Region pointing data
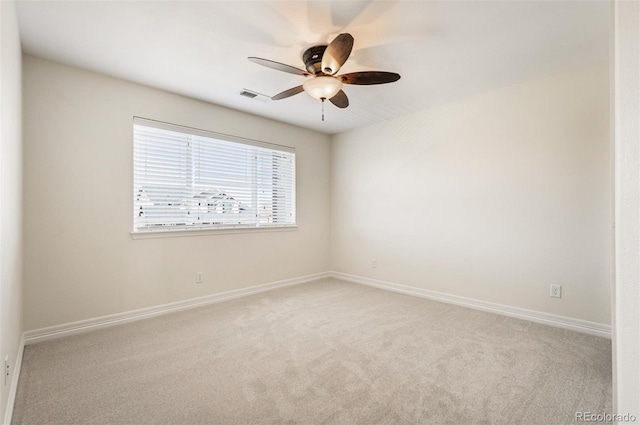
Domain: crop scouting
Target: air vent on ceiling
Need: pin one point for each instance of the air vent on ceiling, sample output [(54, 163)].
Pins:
[(247, 93), (250, 94)]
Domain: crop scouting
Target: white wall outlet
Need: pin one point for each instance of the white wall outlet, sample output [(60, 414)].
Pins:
[(6, 369)]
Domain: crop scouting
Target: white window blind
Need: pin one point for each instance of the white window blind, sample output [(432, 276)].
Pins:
[(186, 178)]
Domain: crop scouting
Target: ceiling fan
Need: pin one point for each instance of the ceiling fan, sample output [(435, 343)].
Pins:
[(322, 63)]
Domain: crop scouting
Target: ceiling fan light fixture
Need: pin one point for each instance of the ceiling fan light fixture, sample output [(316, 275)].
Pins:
[(323, 87)]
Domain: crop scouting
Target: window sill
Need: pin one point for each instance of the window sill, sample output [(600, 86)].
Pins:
[(175, 233)]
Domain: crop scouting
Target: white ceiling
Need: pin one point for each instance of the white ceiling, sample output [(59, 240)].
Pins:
[(444, 50)]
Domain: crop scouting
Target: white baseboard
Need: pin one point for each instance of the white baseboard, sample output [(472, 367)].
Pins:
[(578, 325), (13, 389), (59, 331)]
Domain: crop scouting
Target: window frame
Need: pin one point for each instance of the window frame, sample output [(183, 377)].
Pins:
[(208, 229)]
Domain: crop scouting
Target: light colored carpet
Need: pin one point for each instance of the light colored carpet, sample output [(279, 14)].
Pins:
[(327, 352)]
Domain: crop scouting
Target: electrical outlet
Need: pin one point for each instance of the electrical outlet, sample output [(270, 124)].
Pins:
[(6, 369)]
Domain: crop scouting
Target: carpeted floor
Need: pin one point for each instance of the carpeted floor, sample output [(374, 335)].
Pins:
[(327, 352)]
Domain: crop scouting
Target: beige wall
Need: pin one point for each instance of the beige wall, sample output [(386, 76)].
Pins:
[(492, 198), (626, 106), (81, 261), (10, 194)]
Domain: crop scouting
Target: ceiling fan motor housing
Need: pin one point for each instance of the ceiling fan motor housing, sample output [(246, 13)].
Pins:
[(312, 58)]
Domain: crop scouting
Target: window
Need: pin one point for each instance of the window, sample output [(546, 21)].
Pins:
[(184, 178)]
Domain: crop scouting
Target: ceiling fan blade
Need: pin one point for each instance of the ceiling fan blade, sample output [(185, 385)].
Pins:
[(288, 93), (340, 100), (337, 53), (366, 78), (278, 66)]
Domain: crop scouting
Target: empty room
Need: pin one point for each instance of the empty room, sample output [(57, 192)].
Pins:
[(319, 212)]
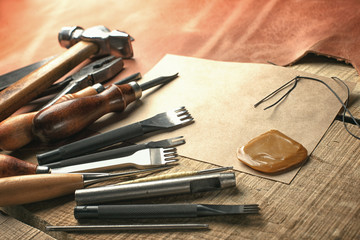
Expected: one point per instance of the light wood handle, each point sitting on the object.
(33, 188)
(16, 131)
(64, 119)
(27, 88)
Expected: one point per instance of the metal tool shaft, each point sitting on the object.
(192, 184)
(182, 226)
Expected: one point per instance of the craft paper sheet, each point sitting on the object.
(221, 97)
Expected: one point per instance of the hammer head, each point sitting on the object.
(114, 42)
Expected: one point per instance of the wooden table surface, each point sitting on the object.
(322, 202)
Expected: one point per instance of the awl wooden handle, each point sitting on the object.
(16, 131)
(67, 118)
(27, 88)
(34, 188)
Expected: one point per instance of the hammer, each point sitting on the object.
(82, 44)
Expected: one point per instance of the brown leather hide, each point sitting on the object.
(244, 31)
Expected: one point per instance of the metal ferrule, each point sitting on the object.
(137, 89)
(183, 185)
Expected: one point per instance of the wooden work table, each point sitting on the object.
(322, 202)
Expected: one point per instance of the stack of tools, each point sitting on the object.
(68, 169)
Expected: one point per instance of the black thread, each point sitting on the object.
(298, 78)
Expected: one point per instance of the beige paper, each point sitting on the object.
(220, 96)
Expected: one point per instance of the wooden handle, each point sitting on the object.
(67, 118)
(16, 131)
(33, 188)
(89, 91)
(27, 88)
(10, 166)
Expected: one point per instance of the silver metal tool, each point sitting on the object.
(166, 120)
(116, 153)
(11, 77)
(98, 71)
(161, 211)
(191, 184)
(141, 159)
(179, 226)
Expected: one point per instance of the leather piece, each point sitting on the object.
(244, 31)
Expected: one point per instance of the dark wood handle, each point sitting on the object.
(27, 88)
(67, 118)
(33, 188)
(10, 166)
(16, 131)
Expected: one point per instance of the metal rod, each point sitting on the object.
(181, 226)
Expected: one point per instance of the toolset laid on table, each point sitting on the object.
(80, 99)
(251, 141)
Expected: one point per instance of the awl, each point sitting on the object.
(32, 188)
(16, 131)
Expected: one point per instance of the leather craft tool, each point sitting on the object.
(118, 152)
(16, 131)
(11, 77)
(146, 227)
(98, 71)
(82, 44)
(32, 188)
(161, 211)
(162, 121)
(150, 157)
(183, 185)
(67, 118)
(141, 159)
(176, 175)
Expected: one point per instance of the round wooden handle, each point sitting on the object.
(33, 188)
(67, 118)
(27, 88)
(16, 131)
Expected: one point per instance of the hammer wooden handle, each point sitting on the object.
(27, 88)
(33, 188)
(16, 131)
(67, 118)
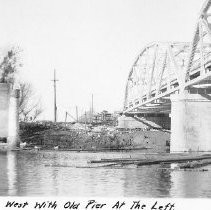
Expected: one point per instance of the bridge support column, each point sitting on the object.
(190, 122)
(13, 124)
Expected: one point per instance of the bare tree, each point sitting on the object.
(29, 106)
(9, 65)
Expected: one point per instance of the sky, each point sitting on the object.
(92, 44)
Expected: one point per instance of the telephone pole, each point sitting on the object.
(55, 106)
(92, 108)
(76, 109)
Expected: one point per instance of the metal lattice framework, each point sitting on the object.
(165, 68)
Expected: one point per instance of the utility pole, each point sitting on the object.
(76, 109)
(92, 108)
(55, 106)
(85, 120)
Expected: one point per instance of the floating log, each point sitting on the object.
(153, 161)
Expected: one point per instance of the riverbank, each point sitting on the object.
(49, 135)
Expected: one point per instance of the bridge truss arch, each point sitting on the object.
(163, 68)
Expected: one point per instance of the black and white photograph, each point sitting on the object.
(105, 98)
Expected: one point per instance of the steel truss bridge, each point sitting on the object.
(164, 68)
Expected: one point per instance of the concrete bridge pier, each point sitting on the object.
(190, 122)
(13, 139)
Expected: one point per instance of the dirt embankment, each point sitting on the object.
(49, 135)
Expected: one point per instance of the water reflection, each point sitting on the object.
(54, 173)
(12, 172)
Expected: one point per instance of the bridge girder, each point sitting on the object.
(163, 68)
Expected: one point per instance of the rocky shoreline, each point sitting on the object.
(49, 135)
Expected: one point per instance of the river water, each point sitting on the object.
(63, 173)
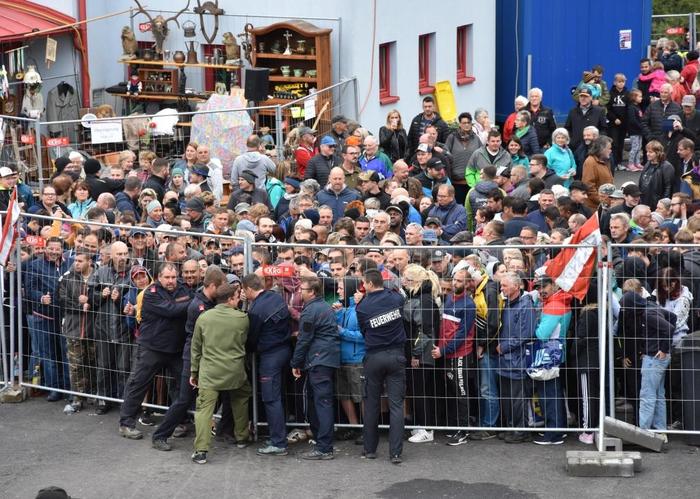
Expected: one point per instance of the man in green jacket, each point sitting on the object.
(218, 358)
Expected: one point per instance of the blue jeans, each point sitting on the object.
(652, 394)
(270, 376)
(488, 390)
(319, 392)
(49, 350)
(552, 403)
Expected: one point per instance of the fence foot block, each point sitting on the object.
(634, 434)
(13, 394)
(594, 463)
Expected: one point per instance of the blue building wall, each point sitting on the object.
(564, 39)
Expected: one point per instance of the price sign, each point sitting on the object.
(57, 142)
(278, 271)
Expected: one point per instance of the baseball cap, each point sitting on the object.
(241, 208)
(688, 100)
(631, 190)
(369, 176)
(435, 163)
(607, 189)
(328, 141)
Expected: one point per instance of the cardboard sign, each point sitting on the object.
(57, 142)
(104, 132)
(278, 271)
(36, 241)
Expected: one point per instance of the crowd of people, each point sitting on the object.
(142, 267)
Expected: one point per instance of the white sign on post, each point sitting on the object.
(104, 132)
(310, 108)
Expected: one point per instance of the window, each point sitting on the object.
(464, 55)
(387, 73)
(426, 63)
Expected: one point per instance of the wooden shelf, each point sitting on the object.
(297, 57)
(162, 97)
(175, 65)
(293, 79)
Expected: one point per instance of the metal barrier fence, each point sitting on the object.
(223, 124)
(442, 394)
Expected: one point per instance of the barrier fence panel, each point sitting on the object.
(481, 384)
(655, 306)
(80, 284)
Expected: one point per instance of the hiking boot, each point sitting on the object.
(180, 431)
(147, 419)
(458, 438)
(130, 433)
(483, 435)
(317, 455)
(161, 444)
(271, 450)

» REQUIREMENT
Search the data for the string "carpeted". List each line that has it.

» EXPECTED ANSWER
Target: carpeted floor
Need: pin one point for each instance of the carpeted floor, sample output [(374, 335)].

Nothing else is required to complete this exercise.